* TEXT SHOWN:

_ _ _

If anyone has been following my
progress, trials, and tribulations trying to build a reliable Babington
burner, you already know that I've had several false successes and
several dismal failures. Well, I went back to basics, re-read all
the literature that I found on the Internet, and exchanged several
emails with Dave Brown from the Yahoo groups Wastewatts and
Altfuelbabington. The end result was that last month, I had a
fully functional prototype that worked perfectly. The only issue
with it was that it was constructed out of cheap sheet metal stovepipe
and it didn't hold up to the heat very long.
The whole purpose of this Babington burner is to replace my garage
furnace with a less expensive solution. Since the Babington
works very nicely on waste motor oil and I can get that for free, I've
been diligently trying to get everything I needed to build a reliable
There are some links at the bottom of this page that will show you my
attempts and my actual build instructions. You will also find
links to my reference material. All the links open in a new
window, so if you just close that window, you'll get right back to this
page. Assuming you got there from this page..

_ _ _

* STATED GOAL 1: Could you gather every line of the entries below that contains the word "flat"?

_ _ _

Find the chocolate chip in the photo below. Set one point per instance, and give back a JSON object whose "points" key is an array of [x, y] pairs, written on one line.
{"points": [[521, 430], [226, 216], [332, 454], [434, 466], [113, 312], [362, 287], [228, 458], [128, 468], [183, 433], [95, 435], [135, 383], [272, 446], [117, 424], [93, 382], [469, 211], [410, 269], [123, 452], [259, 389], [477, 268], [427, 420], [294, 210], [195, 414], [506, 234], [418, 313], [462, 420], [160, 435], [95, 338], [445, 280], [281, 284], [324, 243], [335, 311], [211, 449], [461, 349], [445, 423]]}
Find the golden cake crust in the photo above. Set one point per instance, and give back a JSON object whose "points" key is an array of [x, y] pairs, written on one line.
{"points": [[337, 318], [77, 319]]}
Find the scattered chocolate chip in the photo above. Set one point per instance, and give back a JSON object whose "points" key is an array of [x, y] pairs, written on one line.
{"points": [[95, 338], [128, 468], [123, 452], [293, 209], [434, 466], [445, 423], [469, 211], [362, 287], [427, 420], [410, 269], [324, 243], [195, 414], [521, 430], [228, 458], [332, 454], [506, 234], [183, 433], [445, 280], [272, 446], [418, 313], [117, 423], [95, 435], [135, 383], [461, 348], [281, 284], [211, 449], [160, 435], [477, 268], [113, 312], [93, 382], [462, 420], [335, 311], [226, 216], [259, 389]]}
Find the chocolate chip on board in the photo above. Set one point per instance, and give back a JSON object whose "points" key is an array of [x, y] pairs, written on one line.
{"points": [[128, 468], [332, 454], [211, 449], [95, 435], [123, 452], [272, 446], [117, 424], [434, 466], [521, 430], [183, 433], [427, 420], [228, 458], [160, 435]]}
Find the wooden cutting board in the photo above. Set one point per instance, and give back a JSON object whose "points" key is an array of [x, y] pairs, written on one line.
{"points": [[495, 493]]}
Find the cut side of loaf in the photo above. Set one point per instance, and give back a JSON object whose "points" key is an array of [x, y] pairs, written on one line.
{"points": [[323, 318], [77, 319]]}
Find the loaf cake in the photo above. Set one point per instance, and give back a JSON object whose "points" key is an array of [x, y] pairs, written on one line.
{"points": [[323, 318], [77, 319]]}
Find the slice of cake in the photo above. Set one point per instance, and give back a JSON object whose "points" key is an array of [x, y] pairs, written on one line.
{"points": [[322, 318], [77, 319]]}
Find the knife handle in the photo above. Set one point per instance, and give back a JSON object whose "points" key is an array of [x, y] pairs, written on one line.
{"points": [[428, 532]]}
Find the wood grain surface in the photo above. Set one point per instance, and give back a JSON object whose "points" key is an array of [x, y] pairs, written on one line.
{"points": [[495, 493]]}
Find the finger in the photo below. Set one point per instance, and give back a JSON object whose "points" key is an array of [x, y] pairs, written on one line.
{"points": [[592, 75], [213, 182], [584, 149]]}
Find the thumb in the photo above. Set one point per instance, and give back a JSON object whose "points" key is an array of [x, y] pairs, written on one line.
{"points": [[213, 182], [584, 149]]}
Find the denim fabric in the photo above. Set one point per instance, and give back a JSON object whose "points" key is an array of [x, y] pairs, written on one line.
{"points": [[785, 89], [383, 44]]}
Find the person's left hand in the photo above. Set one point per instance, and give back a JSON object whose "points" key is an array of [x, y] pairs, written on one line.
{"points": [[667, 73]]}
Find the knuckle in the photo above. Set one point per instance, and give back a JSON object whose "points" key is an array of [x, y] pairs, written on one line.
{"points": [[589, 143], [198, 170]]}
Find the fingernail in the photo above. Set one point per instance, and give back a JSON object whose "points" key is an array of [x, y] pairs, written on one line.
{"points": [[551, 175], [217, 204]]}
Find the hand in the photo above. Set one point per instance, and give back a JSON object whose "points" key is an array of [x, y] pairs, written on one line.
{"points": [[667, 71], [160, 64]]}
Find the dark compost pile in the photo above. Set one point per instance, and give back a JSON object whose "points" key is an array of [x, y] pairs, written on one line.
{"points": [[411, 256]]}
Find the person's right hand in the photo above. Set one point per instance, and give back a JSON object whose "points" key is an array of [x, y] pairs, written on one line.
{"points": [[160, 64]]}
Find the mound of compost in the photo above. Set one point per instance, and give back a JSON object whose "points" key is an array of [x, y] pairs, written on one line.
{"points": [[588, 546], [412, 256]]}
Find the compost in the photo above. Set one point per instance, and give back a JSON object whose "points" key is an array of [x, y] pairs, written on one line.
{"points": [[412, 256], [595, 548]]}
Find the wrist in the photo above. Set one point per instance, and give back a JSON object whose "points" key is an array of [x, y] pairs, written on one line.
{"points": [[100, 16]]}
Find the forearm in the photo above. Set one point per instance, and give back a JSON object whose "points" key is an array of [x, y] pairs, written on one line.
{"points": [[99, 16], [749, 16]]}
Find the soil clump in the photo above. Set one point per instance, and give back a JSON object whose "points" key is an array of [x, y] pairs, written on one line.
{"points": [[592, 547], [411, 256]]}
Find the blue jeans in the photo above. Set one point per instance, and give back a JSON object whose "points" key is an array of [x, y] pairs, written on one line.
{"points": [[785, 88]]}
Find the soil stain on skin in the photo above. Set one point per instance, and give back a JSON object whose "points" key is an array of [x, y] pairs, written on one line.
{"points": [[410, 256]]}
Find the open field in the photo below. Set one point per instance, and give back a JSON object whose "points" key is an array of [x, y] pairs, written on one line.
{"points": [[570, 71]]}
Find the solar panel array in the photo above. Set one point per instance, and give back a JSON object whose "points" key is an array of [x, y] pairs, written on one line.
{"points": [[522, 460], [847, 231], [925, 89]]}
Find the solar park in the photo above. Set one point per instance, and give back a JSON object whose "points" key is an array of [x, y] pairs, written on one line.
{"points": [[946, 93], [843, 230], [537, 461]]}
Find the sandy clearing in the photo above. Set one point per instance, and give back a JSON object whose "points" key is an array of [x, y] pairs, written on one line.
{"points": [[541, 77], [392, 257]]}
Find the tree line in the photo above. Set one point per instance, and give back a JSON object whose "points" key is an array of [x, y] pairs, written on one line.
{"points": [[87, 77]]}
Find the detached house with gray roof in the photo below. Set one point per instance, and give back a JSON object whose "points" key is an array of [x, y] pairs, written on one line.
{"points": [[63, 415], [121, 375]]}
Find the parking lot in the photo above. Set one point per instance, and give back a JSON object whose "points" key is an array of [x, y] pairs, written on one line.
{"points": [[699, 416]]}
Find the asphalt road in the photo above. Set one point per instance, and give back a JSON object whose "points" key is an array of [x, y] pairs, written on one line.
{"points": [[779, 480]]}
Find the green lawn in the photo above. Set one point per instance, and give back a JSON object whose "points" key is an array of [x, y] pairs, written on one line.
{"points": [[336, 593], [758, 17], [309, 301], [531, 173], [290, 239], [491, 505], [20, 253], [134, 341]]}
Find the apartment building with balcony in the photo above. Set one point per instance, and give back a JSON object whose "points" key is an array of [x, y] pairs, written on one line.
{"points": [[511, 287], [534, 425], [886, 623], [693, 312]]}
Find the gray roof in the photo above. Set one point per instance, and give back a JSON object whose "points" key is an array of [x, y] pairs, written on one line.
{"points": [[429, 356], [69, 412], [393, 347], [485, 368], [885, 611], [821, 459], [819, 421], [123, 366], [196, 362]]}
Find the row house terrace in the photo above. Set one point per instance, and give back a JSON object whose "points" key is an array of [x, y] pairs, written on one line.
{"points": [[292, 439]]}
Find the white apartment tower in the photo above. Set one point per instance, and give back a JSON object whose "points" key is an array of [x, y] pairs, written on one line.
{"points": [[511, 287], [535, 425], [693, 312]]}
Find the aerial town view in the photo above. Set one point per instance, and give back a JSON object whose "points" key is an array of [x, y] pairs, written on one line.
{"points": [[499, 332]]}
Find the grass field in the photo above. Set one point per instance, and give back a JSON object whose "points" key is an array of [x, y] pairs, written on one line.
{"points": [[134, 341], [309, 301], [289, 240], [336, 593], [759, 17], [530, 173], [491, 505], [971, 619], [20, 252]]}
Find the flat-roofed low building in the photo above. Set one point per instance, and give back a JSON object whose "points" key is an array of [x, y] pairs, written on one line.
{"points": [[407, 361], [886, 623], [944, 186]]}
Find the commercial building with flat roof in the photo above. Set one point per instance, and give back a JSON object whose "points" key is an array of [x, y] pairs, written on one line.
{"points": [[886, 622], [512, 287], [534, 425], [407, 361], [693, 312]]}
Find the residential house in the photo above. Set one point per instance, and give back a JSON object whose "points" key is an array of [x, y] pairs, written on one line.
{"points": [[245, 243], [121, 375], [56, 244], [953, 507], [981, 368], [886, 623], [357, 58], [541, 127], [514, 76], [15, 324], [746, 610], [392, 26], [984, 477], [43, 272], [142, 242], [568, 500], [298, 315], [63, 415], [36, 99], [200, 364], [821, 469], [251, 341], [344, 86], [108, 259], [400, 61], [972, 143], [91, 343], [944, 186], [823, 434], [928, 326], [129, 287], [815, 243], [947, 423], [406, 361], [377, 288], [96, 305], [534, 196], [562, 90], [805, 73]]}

_ _ _

* STATED GOAL 2: Can you extract everything in the Babington burner text from "If anyone has" down to "heat very long.", word for word?

* EXERCISE OUTPUT 1:
Find the flat-roofed low building in the photo above. Set one point per instance, and give back a JSON object whose "points" key is an array of [x, y] pairs, written on one line.
Find the commercial building with flat roof in the photo above. Set one point per instance, and give back a JSON object whose "points" key is an array of [x, y] pairs, written on one line.

* EXERCISE OUTPUT 2:
If anyone has been following my
progress, trials, and tribulations trying to build a reliable Babington
burner, you already know that I've had several false successes and
several dismal failures. Well, I went back to basics, re-read all
the literature that I found on the Internet, and exchanged several
emails with Dave Brown from the Yahoo groups Wastewatts and
Altfuelbabington. The end result was that last month, I had a
fully functional prototype that worked perfectly. The only issue
with it was that it was constructed out of cheap sheet metal stovepipe
and it didn't hold up to the heat very long.